ABOUT THIS EXERCISE:
From the article on Venezuela below, extract word for word the part that opens with the words containing "And there is" and closes with "to leave power.".

QUOTED PASSAGE:
______________________________

Countdown to the end of Venezuela's tyranny

As has been demonstrated in the case of the bloodthirsty Syrian ex-dictator Bashar Al-Assad, when it comes to fleeing into exile, only those who can get on a plane can do so, albeit with the immense fortunes they stole during the years in which they were able to plunder the country with impunity put in safe custody beforehand.
In the case of Venezuela, there is no doubt that on 10 January there will be a choice between a usurper Nicolás Maduro taking the presidential sash or the president-elect, Edmundo González Urrutia, legitimately assuming power.
And there is no doubt about it, because if Maduro's usurpation is confirmed, it would be the certification of the end of democracy as a universal concept. Edmundo González, but above all María Corina Machado, the true heroine of Venezuela's return to the concert of democratic nations, not only won in an overwhelming and irrefutable manner in elections organised and controlled by Maduro and his henchmen, plagued by irregularities, They also managed to deprive chavismo-madurismo of arguments to try to counter the incontrovertible truth that a subjugated, plundered and impoverished people like the Venezuelan people voted massively for the tyrant and his cronies to leave power.

______________________________

INFORMATION SHOWN:
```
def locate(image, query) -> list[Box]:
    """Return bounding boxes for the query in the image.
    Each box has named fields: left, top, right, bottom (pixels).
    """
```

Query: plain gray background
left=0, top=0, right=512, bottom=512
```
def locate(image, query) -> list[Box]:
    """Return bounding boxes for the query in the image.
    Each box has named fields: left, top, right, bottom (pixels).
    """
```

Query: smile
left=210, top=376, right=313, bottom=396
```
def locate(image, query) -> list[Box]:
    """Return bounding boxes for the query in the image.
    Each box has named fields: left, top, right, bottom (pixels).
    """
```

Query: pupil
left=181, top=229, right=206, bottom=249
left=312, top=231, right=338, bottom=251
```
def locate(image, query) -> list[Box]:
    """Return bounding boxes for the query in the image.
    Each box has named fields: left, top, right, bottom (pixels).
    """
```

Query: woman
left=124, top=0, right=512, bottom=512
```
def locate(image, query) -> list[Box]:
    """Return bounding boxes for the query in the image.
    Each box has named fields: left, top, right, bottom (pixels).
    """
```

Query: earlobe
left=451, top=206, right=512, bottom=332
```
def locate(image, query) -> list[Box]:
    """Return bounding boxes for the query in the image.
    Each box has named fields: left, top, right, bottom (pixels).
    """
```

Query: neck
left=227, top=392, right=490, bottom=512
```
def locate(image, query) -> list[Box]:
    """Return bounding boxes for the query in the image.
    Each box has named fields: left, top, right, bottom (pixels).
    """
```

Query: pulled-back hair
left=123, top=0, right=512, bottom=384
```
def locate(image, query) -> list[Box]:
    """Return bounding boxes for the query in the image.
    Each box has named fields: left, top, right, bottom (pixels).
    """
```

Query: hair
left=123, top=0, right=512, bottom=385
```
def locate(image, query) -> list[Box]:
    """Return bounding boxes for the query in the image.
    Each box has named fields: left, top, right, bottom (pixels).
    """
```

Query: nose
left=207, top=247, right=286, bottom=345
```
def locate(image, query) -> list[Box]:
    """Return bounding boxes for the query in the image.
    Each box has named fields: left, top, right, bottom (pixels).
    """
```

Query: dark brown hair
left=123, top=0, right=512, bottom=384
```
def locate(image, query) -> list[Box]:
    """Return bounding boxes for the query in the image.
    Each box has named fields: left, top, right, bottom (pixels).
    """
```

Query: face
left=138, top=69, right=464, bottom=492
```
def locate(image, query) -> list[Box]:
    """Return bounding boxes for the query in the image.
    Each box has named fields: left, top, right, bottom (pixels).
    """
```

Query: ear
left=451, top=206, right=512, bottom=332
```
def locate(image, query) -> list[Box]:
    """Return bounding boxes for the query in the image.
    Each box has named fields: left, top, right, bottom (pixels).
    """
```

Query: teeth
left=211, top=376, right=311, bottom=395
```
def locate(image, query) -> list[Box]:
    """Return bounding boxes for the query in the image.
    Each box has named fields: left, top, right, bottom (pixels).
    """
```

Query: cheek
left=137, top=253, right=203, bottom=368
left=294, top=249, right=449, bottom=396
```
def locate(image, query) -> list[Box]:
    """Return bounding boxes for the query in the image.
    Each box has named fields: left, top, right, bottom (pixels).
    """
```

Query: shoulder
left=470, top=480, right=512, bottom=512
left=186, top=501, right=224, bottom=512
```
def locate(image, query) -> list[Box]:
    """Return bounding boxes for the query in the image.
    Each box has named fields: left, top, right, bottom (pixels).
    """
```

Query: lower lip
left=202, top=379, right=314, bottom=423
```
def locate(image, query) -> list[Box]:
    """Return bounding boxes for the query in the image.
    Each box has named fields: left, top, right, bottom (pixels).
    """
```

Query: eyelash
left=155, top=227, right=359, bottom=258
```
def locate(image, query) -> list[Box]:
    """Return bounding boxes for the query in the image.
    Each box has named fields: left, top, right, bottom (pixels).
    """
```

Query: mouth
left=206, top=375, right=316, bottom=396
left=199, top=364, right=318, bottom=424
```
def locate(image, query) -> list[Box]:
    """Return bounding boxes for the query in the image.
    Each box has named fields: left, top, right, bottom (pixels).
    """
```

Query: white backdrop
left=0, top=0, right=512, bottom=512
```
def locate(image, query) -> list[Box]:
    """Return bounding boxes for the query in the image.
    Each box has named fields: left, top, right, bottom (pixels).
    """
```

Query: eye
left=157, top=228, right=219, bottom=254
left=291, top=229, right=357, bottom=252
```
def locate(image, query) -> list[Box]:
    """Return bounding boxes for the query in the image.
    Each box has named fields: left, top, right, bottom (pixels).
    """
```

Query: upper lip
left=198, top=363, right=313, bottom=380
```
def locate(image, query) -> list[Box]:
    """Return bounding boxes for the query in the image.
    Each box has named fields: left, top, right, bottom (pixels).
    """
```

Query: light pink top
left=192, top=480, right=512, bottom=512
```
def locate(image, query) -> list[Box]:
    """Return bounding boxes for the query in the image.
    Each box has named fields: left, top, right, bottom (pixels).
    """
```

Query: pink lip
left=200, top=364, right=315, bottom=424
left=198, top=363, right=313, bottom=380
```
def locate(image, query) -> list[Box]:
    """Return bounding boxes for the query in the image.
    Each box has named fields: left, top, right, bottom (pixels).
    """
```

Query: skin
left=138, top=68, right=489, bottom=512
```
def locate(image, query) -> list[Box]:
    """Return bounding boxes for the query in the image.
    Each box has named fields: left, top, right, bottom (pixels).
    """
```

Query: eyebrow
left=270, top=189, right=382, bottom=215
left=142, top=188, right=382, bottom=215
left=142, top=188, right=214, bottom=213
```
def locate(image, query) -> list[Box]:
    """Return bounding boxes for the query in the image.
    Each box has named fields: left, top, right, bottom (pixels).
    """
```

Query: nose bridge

______________________________

RESPONSE TO THE TASK:
And there is no doubt about it, because if Maduro's usurpation is confirmed, it would be the certification of the end of democracy as a universal concept. Edmundo González, but above all María Corina Machado, the true heroine of Venezuela's return to the concert of democratic nations, not only won in an overwhelming and irrefutable manner in elections organised and controlled by Maduro and his henchmen, plagued by irregularities, They also managed to deprive chavismo-madurismo of arguments to try to counter the incontrovertible truth that a subjugated, plundered and impoverished people like the Venezuelan people voted massively for the tyrant and his cronies to leave power.